* _Problem requirements_: Among the entries that follow, find the lines containing the string "Each" and copy them.

* _Data records_:
+===+

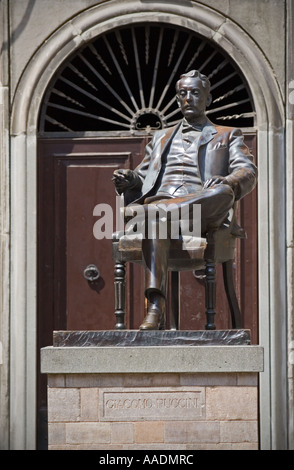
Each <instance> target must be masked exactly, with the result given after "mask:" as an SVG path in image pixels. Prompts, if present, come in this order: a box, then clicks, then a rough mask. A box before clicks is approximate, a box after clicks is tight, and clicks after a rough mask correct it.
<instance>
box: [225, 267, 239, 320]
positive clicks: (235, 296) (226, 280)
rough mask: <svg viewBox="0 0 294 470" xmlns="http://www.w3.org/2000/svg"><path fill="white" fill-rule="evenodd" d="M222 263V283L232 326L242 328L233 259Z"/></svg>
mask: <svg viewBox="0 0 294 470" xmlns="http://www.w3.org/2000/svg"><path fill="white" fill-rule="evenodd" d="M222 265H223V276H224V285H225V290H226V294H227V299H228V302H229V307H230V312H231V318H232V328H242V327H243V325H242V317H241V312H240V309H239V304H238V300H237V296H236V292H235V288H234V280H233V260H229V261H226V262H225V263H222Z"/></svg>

+===+

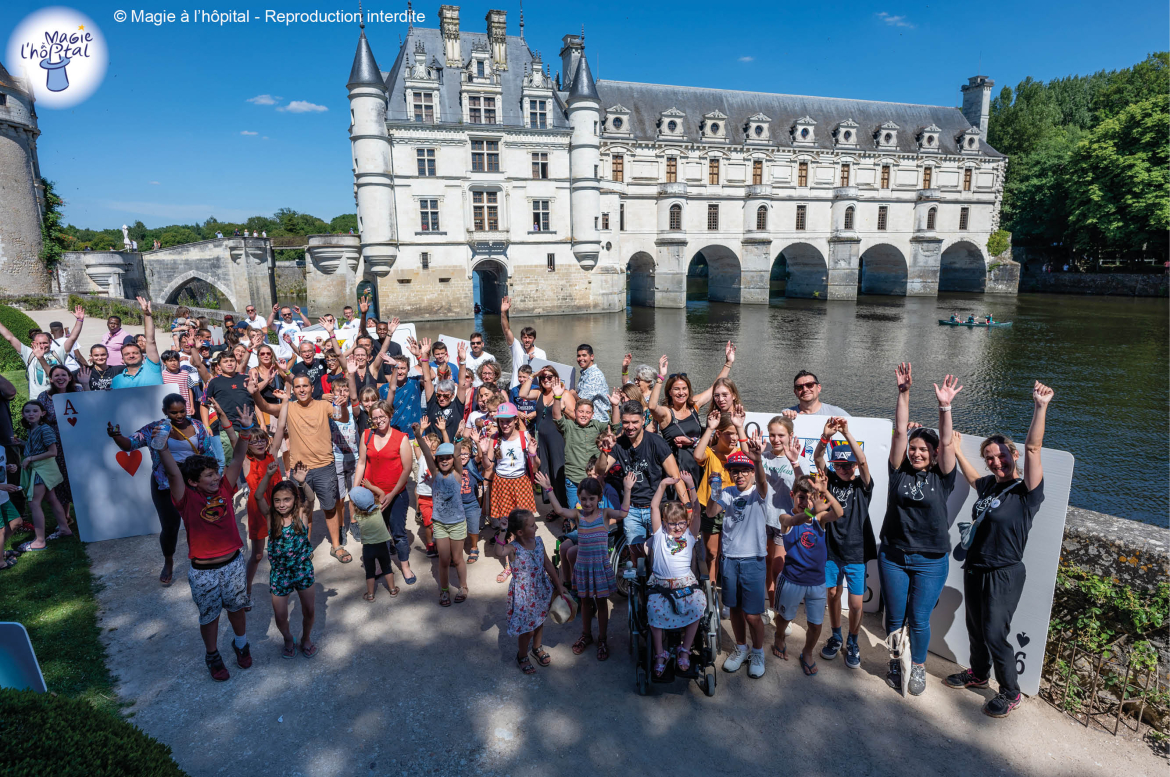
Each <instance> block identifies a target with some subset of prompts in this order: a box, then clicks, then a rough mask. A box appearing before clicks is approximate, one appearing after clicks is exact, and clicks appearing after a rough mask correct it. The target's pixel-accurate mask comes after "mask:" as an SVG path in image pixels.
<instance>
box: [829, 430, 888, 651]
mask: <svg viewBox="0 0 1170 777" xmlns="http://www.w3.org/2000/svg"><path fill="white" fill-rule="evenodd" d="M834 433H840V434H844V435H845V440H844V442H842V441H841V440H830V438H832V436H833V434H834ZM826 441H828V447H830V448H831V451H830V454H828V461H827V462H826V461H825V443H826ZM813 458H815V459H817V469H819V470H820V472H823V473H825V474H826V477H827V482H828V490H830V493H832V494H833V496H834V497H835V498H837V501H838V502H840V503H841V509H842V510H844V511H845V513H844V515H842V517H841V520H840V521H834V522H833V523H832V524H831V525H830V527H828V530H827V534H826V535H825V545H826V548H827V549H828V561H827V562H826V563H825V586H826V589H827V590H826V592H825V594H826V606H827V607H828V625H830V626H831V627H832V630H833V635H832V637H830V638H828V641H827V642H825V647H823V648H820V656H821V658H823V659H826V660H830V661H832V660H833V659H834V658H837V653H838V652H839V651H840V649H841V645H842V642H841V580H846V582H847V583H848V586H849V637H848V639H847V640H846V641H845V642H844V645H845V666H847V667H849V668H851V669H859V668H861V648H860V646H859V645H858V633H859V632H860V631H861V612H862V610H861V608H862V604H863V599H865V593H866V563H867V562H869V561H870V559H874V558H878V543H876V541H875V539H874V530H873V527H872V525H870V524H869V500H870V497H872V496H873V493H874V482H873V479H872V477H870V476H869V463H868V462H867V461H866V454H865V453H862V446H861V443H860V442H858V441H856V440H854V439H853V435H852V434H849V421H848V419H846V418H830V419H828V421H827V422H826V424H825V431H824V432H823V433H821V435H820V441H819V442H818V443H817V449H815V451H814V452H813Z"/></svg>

+===+

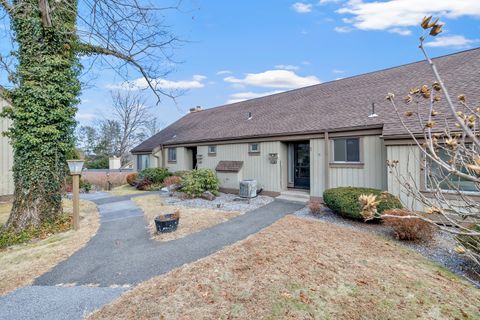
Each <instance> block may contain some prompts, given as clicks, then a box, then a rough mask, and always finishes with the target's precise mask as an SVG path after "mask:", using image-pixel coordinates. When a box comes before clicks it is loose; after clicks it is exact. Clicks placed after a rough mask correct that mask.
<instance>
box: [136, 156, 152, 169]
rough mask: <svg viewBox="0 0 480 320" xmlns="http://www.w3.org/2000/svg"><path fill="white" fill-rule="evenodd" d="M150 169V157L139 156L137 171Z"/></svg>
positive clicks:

+===+

* _Result for this exercise_:
Each <instance> target must be masked exactly, with the result given after "mask:" as an SVG path in image pixels. Prompts, if present, come in this order: a box, then clicks, then a rough mask. A box before clicks is approximate, a box after clicks is tight, and clicks after a rough mask correct it.
Each <instance> block identifies a target with some subset of prompts in this order: a box, then clicks, then a rough mask. A box appearing before clicks is approximate, one appearing after clicks is exact, and clicks appearing after a rough mask correct it. The target's pixel-accurate mask comes after "mask:" as an SVG path in image pixels.
Each <instance> block may contain some prompts, given as clicks, then a box, then a rough mask, and always finishes with the target's precise mask as an SVG path after "mask:", using image-pixel coordinates. When a box comes before clicks it is loose; after clicks it is exact. Clicks placed after a rough mask correct that mask.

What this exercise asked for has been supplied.